- _Document excerpt_
* Begin *
Shortly after forming my LLC, I spoke with a small business consultant who worked for a non-profit. The most important thing she said to me was this: specialize.
I spent a few weeks thinking about that. My degree wasn’t particularly useful for business consulting. My relevant education is the equivalent of a minor in economics, which doesn’t go far enough, I feel.
I considered web design. I figured I could make some side money helping small local businesses put together their first websites. But two things quickly discouraged me: (1) my own website was/is exceedingly unspectacular, and (2) it turns out that the local businesses in Lynnwood, WA and much of the Greater Seattle Metropolitan Area that don’t have websites are usually owned and operated by East Asian immigrants who do not speak good English and who are notorious for being exceedingly thrifty. But most importantly, I didn’t find web design particularly interesting. But, many people love it, and that gives them a huge advantage.
Time passed. I thought more.
Meanwhile, I had been practicing photography seriously and actively for over half a year. I had an entry/enthusiast level camera, a Canon 80D with a 50mm 1.8 lens and two 35mm film cameras.
I hadn’t seriously considered making money off of photography. It just seemed like a huge leap. I didn’t have the equipment to do it. Plus, there were so many good photographers out there already with beautiful websites, great cameras, and mad photoshop skills.
I continued onward.
* End *
- _Instruction a_
Collect every line in the entries below that contains the word "deck", matching its case exactly.

- _Material to process_
* Begin *
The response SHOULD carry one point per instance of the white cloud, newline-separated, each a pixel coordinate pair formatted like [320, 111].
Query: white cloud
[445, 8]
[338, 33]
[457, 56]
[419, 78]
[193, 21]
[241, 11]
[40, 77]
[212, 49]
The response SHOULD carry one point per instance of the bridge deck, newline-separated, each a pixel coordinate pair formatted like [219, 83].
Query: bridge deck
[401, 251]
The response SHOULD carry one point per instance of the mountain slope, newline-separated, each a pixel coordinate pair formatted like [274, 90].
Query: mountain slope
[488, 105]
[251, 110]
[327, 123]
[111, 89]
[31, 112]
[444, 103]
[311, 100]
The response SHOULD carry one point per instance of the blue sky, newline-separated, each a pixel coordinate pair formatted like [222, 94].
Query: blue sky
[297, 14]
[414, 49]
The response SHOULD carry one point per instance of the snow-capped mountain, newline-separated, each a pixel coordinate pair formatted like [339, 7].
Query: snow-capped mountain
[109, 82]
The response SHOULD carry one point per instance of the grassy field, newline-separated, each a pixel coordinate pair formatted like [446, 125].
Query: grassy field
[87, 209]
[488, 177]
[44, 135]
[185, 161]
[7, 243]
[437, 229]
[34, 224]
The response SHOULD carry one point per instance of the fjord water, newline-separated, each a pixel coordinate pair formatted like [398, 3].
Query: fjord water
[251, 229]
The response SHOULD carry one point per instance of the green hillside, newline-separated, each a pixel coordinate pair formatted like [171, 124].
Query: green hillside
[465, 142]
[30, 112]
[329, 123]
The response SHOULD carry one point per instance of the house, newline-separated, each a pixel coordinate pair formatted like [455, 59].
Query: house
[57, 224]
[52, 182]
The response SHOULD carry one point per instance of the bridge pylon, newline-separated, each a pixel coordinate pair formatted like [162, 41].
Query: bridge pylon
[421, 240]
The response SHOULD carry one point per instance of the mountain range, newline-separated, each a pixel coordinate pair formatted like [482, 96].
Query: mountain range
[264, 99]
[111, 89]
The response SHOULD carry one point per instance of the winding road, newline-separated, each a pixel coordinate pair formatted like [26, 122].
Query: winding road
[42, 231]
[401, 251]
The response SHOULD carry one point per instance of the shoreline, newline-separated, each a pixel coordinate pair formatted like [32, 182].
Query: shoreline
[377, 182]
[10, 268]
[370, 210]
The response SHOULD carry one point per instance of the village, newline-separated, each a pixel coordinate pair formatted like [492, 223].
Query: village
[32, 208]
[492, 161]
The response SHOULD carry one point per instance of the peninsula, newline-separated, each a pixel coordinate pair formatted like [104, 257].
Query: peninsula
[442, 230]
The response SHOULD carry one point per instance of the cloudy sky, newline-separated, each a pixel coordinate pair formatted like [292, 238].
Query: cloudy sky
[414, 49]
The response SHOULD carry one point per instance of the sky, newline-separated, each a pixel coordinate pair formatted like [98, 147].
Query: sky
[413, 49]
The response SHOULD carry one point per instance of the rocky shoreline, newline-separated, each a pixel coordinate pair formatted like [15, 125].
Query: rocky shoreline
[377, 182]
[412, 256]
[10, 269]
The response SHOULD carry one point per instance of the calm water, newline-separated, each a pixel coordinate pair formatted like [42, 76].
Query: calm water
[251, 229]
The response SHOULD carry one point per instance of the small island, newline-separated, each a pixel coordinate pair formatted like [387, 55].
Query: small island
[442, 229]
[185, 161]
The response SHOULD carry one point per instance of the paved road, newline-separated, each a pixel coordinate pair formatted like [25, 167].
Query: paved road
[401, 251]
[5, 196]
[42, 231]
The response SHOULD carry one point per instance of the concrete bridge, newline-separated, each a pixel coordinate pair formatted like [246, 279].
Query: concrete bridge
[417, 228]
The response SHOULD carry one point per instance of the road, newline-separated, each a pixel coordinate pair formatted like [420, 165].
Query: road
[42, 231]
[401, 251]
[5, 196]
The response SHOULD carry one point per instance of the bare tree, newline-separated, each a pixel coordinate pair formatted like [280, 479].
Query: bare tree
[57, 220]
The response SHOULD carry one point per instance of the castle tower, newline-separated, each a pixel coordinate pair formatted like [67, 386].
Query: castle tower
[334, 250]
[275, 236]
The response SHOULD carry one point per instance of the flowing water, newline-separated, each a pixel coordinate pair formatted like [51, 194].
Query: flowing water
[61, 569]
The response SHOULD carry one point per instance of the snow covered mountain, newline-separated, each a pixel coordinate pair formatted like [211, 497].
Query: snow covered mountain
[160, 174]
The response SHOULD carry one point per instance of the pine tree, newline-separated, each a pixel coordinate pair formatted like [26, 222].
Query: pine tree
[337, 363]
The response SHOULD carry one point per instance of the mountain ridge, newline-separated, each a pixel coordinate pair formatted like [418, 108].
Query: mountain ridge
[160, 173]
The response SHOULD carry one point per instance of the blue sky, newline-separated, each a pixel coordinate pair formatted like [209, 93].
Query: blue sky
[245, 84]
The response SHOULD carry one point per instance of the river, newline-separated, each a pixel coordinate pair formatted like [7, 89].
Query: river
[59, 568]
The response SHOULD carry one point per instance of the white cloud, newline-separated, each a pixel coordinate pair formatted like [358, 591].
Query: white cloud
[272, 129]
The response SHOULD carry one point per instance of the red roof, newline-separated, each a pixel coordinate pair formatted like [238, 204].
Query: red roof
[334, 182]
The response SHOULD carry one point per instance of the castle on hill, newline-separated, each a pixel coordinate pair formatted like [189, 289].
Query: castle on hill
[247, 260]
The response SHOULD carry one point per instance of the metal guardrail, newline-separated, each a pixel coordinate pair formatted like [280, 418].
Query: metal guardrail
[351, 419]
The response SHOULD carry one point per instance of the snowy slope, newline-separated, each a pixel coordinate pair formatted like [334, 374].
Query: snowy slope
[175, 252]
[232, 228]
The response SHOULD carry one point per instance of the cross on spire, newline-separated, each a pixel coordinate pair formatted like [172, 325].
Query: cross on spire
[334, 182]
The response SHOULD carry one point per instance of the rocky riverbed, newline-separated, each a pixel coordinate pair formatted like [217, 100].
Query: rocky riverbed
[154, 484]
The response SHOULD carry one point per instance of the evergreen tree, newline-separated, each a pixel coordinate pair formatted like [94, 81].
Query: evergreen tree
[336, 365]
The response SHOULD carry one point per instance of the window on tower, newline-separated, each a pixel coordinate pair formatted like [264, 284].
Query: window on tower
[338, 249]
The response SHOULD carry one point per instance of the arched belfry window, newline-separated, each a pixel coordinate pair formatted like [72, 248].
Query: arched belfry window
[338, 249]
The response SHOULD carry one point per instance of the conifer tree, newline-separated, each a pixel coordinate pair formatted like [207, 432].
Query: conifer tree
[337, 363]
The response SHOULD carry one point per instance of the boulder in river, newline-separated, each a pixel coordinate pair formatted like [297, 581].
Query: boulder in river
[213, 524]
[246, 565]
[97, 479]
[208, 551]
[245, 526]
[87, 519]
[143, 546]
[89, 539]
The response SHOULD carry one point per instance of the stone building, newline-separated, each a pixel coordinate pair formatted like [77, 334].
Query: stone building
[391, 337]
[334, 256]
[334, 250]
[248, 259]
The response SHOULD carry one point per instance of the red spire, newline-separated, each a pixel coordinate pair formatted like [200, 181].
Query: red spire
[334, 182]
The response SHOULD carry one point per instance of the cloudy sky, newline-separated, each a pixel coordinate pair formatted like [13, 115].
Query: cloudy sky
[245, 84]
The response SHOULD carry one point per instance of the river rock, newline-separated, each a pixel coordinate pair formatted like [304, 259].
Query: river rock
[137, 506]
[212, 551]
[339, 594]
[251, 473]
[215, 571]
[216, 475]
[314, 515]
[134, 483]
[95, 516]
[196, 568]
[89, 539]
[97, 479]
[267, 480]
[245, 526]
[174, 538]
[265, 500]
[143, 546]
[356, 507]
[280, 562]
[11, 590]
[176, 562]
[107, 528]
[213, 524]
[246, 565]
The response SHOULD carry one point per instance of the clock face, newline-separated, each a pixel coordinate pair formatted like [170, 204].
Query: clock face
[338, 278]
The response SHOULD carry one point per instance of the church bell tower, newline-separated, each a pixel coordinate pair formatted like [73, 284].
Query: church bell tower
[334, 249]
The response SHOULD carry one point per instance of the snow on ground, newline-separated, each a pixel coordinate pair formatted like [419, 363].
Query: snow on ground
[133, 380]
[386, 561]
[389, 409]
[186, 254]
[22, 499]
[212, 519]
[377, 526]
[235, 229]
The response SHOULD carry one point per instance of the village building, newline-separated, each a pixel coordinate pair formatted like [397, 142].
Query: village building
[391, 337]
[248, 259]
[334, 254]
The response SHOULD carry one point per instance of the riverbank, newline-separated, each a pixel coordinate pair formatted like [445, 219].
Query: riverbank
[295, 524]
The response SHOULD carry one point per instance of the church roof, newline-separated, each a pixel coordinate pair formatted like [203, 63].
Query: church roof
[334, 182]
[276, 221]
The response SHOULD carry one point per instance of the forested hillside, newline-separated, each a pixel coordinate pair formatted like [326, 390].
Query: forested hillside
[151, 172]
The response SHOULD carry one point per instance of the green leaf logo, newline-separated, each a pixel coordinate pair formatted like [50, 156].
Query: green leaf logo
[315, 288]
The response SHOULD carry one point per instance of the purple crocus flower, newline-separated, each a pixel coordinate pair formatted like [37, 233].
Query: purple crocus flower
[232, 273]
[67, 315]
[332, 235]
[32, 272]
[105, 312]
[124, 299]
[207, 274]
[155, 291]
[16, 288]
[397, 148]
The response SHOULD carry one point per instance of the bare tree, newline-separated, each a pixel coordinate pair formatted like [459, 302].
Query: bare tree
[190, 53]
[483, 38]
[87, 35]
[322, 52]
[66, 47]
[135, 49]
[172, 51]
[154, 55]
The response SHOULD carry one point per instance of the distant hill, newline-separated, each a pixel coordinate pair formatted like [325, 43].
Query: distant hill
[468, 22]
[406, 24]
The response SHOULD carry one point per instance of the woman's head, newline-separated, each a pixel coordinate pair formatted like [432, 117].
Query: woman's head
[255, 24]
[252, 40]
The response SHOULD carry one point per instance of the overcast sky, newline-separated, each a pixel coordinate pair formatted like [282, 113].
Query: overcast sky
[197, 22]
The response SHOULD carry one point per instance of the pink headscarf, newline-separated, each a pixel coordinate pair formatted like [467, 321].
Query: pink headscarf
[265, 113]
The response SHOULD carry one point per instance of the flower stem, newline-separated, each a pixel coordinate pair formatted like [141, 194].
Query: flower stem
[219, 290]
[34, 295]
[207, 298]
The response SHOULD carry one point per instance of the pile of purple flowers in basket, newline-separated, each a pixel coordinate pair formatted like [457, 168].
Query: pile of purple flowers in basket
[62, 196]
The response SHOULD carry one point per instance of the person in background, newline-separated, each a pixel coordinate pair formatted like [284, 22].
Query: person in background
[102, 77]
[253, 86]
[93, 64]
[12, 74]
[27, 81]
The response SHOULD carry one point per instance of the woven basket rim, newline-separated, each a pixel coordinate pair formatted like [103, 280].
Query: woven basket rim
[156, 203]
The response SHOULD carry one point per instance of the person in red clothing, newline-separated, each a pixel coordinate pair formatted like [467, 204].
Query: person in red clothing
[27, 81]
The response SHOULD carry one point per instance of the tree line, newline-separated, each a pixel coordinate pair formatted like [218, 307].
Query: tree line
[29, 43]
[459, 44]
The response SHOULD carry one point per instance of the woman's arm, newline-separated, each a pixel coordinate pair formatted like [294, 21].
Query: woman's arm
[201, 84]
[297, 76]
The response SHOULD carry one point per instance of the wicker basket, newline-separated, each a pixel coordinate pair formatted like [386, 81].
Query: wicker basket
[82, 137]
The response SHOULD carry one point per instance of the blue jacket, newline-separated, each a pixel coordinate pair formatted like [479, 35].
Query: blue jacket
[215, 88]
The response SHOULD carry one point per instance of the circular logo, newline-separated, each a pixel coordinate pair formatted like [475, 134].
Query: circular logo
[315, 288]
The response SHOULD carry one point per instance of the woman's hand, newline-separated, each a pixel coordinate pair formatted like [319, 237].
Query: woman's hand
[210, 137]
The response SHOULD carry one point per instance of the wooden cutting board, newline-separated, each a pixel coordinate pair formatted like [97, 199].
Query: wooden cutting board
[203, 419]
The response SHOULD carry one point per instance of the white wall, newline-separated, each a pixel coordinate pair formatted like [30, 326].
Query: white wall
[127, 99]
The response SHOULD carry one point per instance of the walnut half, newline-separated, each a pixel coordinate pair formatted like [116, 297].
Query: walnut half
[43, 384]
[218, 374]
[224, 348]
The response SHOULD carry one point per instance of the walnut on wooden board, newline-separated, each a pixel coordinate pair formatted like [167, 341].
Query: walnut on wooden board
* End *
- _Instruction b_
From the excerpt above about choosing a business specialty, copy out the passage word for word, starting at the words "I spent a few" and ending after the words "a huge advantage.".

- _Finished answer a_
The response SHOULD carry one point per instance of the bridge deck, newline-separated, each a pixel coordinate pair formatted like [219, 83].
Query: bridge deck

- _Finished answer b_
I spent a few weeks thinking about that. My degree wasn’t particularly useful for business consulting. My relevant education is the equivalent of a minor in economics, which doesn’t go far enough, I feel.
I considered web design. I figured I could make some side money helping small local businesses put together their first websites. But two things quickly discouraged me: (1) my own website was/is exceedingly unspectacular, and (2) it turns out that the local businesses in Lynnwood, WA and much of the Greater Seattle Metropolitan Area that don’t have websites are usually owned and operated by East Asian immigrants who do not speak good English and who are notorious for being exceedingly thrifty. But most importantly, I didn’t find web design particularly interesting. But, many people love it, and that gives them a huge advantage.